— start —
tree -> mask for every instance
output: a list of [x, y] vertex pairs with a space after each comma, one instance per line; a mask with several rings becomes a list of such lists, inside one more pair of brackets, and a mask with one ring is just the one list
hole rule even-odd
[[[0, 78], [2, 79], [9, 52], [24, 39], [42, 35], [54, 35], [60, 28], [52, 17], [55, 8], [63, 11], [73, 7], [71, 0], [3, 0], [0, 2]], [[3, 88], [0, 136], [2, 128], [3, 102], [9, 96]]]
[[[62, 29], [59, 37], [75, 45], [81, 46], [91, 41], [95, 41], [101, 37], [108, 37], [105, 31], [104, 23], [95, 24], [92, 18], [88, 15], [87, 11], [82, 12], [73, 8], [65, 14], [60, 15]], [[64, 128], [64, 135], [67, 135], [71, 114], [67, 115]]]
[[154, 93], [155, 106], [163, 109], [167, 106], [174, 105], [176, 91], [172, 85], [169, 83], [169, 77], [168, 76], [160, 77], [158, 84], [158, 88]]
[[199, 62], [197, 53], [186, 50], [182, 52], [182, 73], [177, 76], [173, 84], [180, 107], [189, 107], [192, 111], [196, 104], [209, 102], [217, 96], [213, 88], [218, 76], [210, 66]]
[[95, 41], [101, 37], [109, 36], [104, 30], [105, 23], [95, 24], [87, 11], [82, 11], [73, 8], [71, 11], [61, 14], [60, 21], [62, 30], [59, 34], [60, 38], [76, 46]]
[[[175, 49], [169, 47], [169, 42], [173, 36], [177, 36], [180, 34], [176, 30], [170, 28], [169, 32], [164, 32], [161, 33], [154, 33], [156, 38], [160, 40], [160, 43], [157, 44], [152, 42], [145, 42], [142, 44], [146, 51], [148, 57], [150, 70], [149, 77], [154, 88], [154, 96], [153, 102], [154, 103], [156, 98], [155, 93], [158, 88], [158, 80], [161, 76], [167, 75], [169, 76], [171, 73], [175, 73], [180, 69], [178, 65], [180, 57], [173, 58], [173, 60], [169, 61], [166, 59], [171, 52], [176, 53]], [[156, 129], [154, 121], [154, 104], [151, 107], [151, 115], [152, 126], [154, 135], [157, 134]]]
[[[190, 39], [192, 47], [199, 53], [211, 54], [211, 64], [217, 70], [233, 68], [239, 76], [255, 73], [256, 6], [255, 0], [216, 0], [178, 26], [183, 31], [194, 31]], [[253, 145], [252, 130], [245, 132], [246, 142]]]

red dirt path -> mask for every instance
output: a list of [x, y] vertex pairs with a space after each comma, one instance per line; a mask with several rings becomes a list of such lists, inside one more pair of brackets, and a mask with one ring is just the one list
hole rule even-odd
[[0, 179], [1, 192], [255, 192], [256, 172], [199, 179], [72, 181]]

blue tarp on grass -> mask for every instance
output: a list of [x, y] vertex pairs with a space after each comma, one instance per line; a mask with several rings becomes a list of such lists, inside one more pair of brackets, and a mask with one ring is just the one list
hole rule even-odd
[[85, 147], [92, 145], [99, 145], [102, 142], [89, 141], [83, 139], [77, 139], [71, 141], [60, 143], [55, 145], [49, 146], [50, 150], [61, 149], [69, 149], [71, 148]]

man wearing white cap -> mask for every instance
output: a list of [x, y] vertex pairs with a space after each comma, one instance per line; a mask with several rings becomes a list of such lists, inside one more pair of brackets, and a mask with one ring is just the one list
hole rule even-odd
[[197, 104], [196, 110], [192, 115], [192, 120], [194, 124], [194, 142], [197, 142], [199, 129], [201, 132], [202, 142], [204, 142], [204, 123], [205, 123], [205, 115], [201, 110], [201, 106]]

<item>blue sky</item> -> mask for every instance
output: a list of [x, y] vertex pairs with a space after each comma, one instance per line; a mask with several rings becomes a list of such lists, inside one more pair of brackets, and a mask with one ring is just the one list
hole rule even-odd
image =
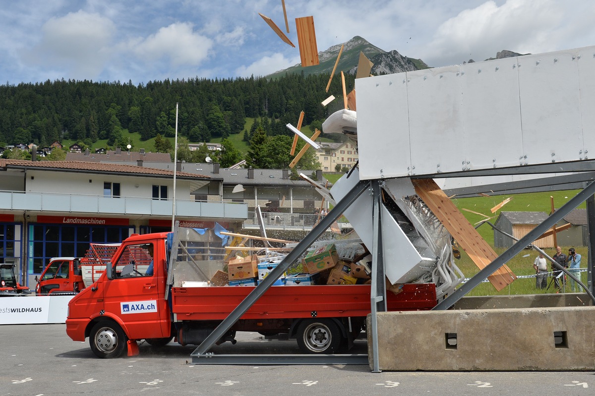
[[[318, 51], [361, 36], [431, 66], [509, 49], [595, 45], [588, 0], [286, 0], [312, 15]], [[281, 0], [20, 0], [0, 10], [0, 84], [264, 76], [299, 62], [258, 15], [285, 30]]]

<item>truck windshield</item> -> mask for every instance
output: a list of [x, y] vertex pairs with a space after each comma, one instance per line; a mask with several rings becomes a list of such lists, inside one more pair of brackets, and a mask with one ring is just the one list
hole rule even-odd
[[0, 267], [0, 287], [14, 287], [17, 285], [17, 279], [14, 278], [14, 272], [12, 267]]
[[42, 276], [42, 281], [47, 281], [55, 278], [68, 278], [68, 270], [70, 268], [67, 261], [52, 261]]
— end —
▶ [Task description]: Reproduce the whole listing above word for word, leaving out the pictures.

▶ [Solution to the exercise]:
tree -> mask for every instance
output: a list of [x, y] vertex pairs with a space after each comma, one instance per line; a mask with several rings becomes a list of such lists, inside one more pair of brackets, and a mask with one ring is just the one list
hole rule even-odd
[[[0, 78], [2, 79], [9, 52], [24, 39], [42, 35], [54, 35], [60, 28], [52, 17], [55, 8], [63, 11], [73, 7], [71, 0], [3, 0], [0, 2]], [[3, 88], [0, 136], [2, 128], [3, 102], [9, 96]]]
[[[62, 29], [59, 37], [75, 45], [81, 46], [91, 41], [95, 41], [101, 37], [108, 37], [105, 31], [104, 23], [95, 24], [92, 18], [88, 15], [87, 11], [82, 12], [73, 8], [65, 14], [60, 15]], [[64, 128], [64, 135], [67, 135], [71, 114], [67, 115]]]
[[154, 93], [155, 106], [163, 109], [167, 106], [174, 105], [176, 91], [172, 85], [169, 83], [169, 77], [168, 76], [160, 77], [158, 84], [158, 88]]
[[199, 62], [197, 53], [186, 50], [182, 52], [182, 73], [177, 76], [173, 84], [180, 107], [189, 107], [192, 111], [196, 104], [209, 102], [217, 96], [213, 88], [218, 76], [210, 66]]
[[95, 41], [101, 37], [109, 36], [104, 30], [105, 23], [95, 24], [87, 11], [82, 11], [73, 8], [71, 11], [61, 14], [60, 21], [62, 30], [59, 34], [60, 38], [76, 46]]
[[[175, 49], [169, 47], [169, 42], [173, 36], [177, 36], [180, 34], [176, 30], [170, 28], [169, 32], [164, 32], [161, 33], [154, 33], [156, 38], [160, 40], [160, 43], [157, 44], [152, 42], [145, 42], [142, 44], [146, 51], [148, 57], [150, 70], [149, 77], [154, 88], [154, 96], [153, 102], [154, 103], [156, 98], [155, 93], [158, 88], [158, 80], [161, 76], [167, 75], [169, 76], [171, 73], [175, 73], [180, 69], [178, 65], [180, 57], [173, 58], [173, 60], [169, 61], [166, 59], [171, 52], [176, 53]], [[156, 129], [154, 121], [154, 104], [151, 107], [151, 115], [152, 126], [154, 135], [157, 134]]]
[[[190, 39], [192, 47], [199, 53], [211, 54], [211, 64], [217, 70], [233, 68], [239, 76], [255, 73], [256, 6], [255, 0], [216, 0], [178, 26], [183, 31], [194, 31]], [[253, 145], [252, 130], [245, 132], [246, 142]]]

red dirt path -> mask for every instance
output: a list of [x, y] vertex pairs with a space after each comma, one instance per line; a mask with several rings becomes a list of such lists, inside one more pair of brackets, and a mask with one ring is just the one list
hole rule even-odd
[[0, 179], [1, 192], [255, 192], [256, 172], [199, 179], [72, 181]]

blue tarp on grass -> mask for every instance
output: a list of [x, y] vertex pairs with a space after each comma, one instance per line; a mask with several rings becomes a list of such lists, inside one more pair of brackets, and a mask with one ring is just the one list
hole rule even-odd
[[85, 147], [92, 145], [99, 145], [102, 142], [89, 141], [83, 139], [77, 139], [71, 141], [60, 143], [55, 145], [49, 146], [50, 150], [61, 149], [69, 149], [71, 148]]

man wearing white cap -> mask for every instance
output: a list of [x, y] vertex pairs with a space after each comma, one instance per line; a mask with several rings becomes a list of such lists, inside one more pair of brackets, and a mask with one ring is just the one list
hole rule even-odd
[[197, 104], [196, 110], [192, 115], [192, 120], [194, 124], [194, 142], [197, 142], [199, 129], [201, 132], [202, 142], [204, 142], [204, 123], [205, 123], [205, 115], [201, 110], [201, 106]]

<item>blue sky</item> -> mask for every instance
output: a list of [x, y] vertex pairs with a space after each comma, one instance per line; a mask with several rings becomes a list of such lists, inside one more pair of brackets, and a mask with one ring is just the one list
hole rule even-odd
image =
[[[318, 51], [361, 36], [431, 66], [509, 49], [595, 45], [588, 0], [286, 0], [312, 15]], [[281, 0], [20, 0], [0, 10], [0, 84], [264, 76], [299, 62], [258, 15], [285, 30]]]

<item>truck windshield</item> -> mask for every instance
output: a list of [x, y] vertex pairs with a space after each comma, one instance per line; a mask with several rings becomes a list of such lists, inside one more pair of brackets, and a mask with one ring is just the one list
hole rule even-odd
[[0, 267], [0, 287], [14, 287], [17, 285], [17, 279], [14, 278], [14, 272], [12, 267]]
[[42, 276], [42, 281], [47, 281], [55, 278], [68, 278], [68, 270], [70, 268], [67, 261], [52, 261]]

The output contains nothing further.